* [DIRECTIONS]
(a) In the amoeba article, rewrite the stretch from "N. fowleri is" through "water temperatures rise.", switching "decade" to "ten years".
(b) According to the amoeba article, how many documented PAM cases were there in the U.S. over the last decade?
(c) List every geographic place named in the amoeba article.
------ EXTRACTED TEXT
A freshwater brain-eating amoeba known as Naegleria fowleri has recently killed a 11-year-old girl from South Florida. The girl, who contracted the parasite in July, died in a South Carolina hospital Friday.
Doctors believe that the young girl got the infection after swimming in a poorly sanitized river on a private property.
N. fowleri is known to trigger a rare disease called primary amoebic meningoencephalitis (PAM). In the U.S., there were only 37 documented PAM cases over the last decade. The amoeba can usually be found in pods, lakes, rivers, and streams when water temperatures rise.
People can get the tiny parasite in their system through their nose, researchers explained. Once it enters the nose, the amoeba can crawl up to the brain where it starts feeding on brain tissue. Once the amoeba reaches the brain chances of death jump to 97 percent. So far, only three patients were able to survive the condition.
------------
------ ENTRIES PROVIDED
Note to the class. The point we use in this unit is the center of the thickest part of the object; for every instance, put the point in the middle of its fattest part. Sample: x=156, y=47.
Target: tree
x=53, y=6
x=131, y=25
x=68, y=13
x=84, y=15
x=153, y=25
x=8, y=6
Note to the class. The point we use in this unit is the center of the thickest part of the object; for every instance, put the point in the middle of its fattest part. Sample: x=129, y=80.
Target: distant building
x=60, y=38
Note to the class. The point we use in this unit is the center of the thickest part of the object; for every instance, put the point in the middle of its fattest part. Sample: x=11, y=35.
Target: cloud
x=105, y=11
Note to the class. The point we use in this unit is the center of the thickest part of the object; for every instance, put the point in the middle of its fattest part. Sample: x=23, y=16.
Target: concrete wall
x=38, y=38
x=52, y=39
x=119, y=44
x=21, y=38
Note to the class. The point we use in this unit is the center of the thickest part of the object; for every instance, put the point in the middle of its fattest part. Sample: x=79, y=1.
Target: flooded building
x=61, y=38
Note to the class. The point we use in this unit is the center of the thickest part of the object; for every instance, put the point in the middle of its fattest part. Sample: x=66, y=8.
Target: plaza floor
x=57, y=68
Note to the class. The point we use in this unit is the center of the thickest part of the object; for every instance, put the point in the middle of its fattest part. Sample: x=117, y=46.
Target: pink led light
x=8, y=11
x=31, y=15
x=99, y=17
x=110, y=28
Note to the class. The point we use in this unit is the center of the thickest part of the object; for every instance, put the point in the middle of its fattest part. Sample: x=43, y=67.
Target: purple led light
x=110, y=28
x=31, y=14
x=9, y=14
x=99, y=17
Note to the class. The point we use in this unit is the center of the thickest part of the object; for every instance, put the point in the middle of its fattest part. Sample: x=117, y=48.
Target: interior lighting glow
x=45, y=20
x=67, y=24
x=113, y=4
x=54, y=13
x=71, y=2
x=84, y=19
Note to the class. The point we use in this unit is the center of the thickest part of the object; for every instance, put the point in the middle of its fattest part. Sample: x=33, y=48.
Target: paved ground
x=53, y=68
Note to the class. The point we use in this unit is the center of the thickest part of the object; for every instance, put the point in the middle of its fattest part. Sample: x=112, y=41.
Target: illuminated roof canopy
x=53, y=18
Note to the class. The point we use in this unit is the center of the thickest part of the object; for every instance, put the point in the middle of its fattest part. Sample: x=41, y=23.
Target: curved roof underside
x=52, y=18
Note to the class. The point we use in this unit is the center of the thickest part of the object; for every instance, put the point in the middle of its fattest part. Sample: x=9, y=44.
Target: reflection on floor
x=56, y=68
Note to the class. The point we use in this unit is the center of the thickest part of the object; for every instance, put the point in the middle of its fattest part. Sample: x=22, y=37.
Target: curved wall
------------
* [TASK RESULTS]
(a)
N. fowleri is known to trigger a rare disease called primary amoebic meningoencephalitis (PAM). In the U.S., there were only 37 documented PAM cases over the last ten years. The amoeba can usually be found in pods, lakes, rivers, and streams when water temperatures rise.

(b) 37

(c) South Florida, South Carolina, the U.S.